Page excerpt →
▼
Exploring ARM inline assembly in Rust

by Marc Brinkmann with contributions from Oliver Schneider and Philipp Oppermann · October 10, 2016

Inline assembly in modern languages is easily forgotten in day-to-day programming. Excellent compilers produce code that is equivalent or better than what most programmers can hand-optimize. But outside of the field of optimization there are still some legitimate reasons to write assembly: Accessing CPU features that are platform-specific or simply not covered by compiler or library vendors.

This article gives a short introduction into inline assembly in Rust. It focuses on embedded development, more specifically the ARM architecture, which has a good reputation for being easy to understand. It also sees a lot of application in the embedded world, where one is much more likely to find oneself reaching for an assembler than on the domain of x86-64.

What is assembly?

Compiling a valid Rust program ultimately yields a binary than can be executed. The process of generating one includes multiple steps that are hidden from the programmer:

Rust source to machine code. See https://blog.rust-lang.org/2016/04/19/MIR.html for more details

The red section happens inside the Rust compiler which turns Rust source code into LLVM intermediate representation (IR). The LLVM IR can be thought of as language-agnostic: C-code compiled with clang will end up as LLVM IR the same way as Rust code does at one point during compilation. After generation, the intermediate representation will be optimized and turned into the machine code that ends up inside the final binary.
▲
Objectives →
A) Name every person credited in the byline of the article on ARM inline assembly in Rust.
B) Explain why the article on ARM inline assembly in Rust focuses on the ARM architecture.
Answer using only the article on ARM inline assembly in Rust.

Information provided →
▼
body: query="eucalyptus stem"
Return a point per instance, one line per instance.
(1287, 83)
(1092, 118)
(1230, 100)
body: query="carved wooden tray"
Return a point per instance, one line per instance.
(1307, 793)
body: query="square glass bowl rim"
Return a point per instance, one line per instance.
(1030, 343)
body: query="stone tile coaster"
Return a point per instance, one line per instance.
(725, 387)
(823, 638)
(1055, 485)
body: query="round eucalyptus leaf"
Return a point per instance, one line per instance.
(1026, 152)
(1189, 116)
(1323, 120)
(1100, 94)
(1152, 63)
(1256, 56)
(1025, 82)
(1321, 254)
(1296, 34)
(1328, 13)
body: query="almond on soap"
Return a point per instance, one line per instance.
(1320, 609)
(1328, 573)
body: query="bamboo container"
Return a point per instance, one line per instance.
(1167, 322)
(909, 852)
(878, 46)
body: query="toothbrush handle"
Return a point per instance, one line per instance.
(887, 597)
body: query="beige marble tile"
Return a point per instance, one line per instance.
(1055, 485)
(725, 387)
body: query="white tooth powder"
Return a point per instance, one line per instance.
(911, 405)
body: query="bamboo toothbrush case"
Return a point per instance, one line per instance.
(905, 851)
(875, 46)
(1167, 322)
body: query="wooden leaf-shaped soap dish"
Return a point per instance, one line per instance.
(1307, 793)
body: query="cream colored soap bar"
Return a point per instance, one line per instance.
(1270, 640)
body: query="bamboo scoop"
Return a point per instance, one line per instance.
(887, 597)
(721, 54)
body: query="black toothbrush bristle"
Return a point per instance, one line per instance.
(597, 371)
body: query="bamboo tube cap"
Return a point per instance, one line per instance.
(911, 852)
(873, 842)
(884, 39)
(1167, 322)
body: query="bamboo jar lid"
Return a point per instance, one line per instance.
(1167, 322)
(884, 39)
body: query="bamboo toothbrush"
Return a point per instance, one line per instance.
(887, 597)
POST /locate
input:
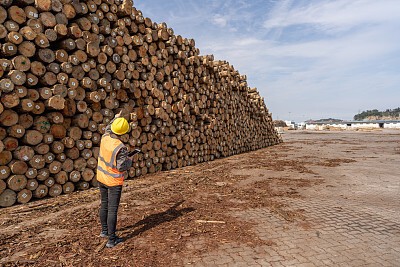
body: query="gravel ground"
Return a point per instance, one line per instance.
(250, 202)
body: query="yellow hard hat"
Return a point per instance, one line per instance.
(120, 126)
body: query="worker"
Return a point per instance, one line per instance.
(113, 162)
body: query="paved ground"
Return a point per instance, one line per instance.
(351, 219)
(319, 199)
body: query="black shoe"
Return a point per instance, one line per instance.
(117, 241)
(103, 234)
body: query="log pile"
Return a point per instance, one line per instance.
(67, 66)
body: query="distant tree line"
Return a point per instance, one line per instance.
(388, 113)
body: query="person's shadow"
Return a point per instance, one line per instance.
(155, 219)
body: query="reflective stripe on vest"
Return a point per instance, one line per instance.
(107, 172)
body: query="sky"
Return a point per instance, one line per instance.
(309, 59)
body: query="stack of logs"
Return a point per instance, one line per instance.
(67, 67)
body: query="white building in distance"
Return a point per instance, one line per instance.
(349, 125)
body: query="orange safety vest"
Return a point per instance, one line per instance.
(107, 172)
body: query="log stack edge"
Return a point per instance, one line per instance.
(67, 66)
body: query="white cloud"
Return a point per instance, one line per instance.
(334, 16)
(220, 20)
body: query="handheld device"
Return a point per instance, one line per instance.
(134, 152)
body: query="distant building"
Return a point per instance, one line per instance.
(291, 124)
(348, 125)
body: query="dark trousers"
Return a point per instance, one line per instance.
(110, 197)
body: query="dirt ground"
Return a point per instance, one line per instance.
(161, 214)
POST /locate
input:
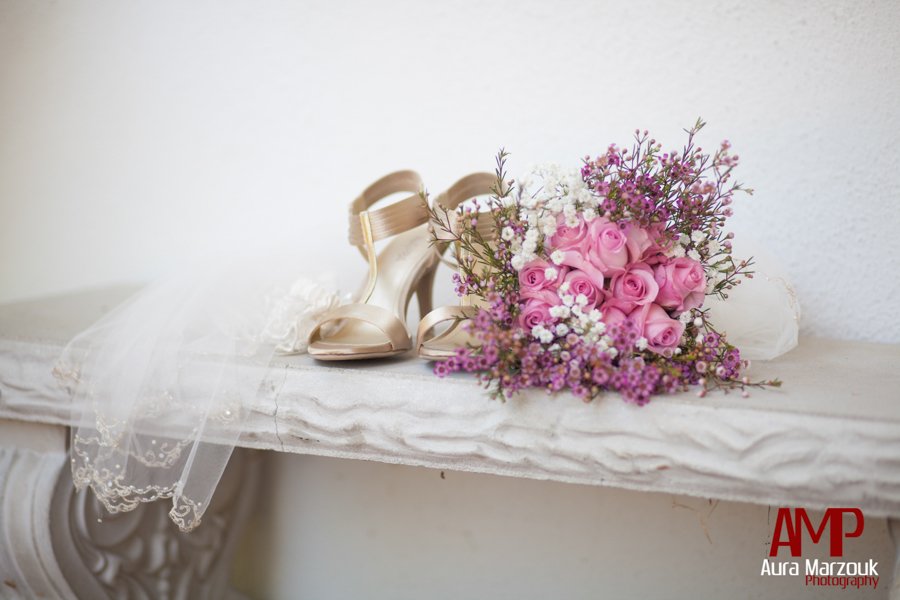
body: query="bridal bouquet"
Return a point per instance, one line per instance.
(595, 280)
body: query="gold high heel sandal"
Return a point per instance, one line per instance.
(374, 326)
(431, 344)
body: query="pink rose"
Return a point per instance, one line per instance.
(613, 315)
(533, 277)
(682, 284)
(633, 287)
(582, 283)
(570, 238)
(534, 312)
(607, 250)
(662, 331)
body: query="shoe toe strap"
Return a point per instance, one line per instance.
(441, 315)
(383, 319)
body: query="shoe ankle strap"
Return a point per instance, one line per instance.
(370, 226)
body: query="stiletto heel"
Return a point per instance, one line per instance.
(374, 325)
(430, 344)
(425, 292)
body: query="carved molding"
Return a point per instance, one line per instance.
(28, 565)
(59, 543)
(141, 554)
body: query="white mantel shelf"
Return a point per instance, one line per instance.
(829, 437)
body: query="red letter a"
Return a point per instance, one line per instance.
(783, 520)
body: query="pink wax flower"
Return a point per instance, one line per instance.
(661, 331)
(608, 251)
(535, 311)
(582, 283)
(533, 276)
(570, 238)
(635, 286)
(682, 284)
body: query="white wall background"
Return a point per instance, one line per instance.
▲
Correct answers →
A) Marc Brinkmann, Oliver Schneider, and Philipp Oppermann.

B) ARM has a good reputation for being easy to understand. It is also widely used in the embedded world, where someone is much more likely to reach for an assembler than on x86-64.